↓↓↓

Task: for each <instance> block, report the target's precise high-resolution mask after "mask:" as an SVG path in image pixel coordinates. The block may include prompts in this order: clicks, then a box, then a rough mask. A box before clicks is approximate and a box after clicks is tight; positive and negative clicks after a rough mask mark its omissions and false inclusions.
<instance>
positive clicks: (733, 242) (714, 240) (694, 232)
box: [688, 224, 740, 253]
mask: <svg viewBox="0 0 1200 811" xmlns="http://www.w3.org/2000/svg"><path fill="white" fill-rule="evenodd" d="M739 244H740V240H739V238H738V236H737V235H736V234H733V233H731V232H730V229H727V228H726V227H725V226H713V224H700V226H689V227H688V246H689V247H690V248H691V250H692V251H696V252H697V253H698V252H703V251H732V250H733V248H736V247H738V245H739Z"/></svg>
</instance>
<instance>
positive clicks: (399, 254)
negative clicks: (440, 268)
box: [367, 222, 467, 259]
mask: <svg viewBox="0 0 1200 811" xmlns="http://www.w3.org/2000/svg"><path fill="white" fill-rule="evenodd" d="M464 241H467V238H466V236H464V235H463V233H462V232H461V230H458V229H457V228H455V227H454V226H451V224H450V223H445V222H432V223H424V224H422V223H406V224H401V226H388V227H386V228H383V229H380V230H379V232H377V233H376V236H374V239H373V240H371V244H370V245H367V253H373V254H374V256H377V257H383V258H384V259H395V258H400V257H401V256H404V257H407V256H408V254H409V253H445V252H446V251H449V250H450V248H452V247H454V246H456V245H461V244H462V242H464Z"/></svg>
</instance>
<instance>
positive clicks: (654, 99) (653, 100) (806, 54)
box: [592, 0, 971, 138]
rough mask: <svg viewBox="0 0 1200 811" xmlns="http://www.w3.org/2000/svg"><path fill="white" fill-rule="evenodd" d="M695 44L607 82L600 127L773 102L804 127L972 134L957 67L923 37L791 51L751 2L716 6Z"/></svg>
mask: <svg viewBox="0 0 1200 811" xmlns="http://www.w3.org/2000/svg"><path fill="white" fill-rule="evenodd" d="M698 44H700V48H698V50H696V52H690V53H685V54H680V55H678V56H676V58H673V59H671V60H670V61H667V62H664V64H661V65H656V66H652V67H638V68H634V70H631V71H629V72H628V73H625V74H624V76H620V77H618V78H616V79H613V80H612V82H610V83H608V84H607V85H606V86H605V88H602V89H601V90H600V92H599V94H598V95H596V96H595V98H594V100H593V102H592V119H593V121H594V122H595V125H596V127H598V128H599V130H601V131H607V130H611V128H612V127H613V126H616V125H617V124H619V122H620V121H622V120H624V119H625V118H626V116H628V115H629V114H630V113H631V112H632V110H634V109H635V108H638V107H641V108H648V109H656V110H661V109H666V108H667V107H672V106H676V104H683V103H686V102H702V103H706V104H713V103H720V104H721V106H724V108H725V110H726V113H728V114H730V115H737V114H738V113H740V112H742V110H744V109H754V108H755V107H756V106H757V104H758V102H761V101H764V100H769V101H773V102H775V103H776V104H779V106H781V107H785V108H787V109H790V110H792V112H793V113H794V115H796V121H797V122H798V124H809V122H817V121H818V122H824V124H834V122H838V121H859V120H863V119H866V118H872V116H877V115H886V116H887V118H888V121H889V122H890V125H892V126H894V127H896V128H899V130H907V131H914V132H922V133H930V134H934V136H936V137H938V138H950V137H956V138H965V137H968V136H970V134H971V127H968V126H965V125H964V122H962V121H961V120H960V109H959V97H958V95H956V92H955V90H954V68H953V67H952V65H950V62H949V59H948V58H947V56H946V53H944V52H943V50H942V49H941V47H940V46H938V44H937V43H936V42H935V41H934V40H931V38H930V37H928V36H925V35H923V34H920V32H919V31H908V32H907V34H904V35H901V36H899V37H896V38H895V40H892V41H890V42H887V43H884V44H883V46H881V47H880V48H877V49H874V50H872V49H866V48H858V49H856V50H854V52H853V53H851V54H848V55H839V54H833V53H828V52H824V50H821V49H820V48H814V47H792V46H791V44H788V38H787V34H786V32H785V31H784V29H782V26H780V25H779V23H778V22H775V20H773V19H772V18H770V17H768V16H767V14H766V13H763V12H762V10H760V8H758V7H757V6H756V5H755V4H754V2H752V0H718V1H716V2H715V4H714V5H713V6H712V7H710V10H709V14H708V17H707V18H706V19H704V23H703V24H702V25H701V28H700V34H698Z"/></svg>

↑↑↑

Try it: Filter the listing by the string "positive"; copy each matching line.

Written response:
Task: for each <instance> block, report the target's precise high-resolution mask after "mask:" as an SVG path in image pixel coordinates. The block may include prompts in this order: clicks, then a box, then a rough mask. A box before clicks is approximate and a box after clicks is tight; positive and negative clicks after a rough mask mark its omissions and false inclusions.
positive clicks: (733, 242) (714, 240) (694, 232)
positive clicks: (399, 254)
positive clicks: (654, 99) (653, 100) (806, 54)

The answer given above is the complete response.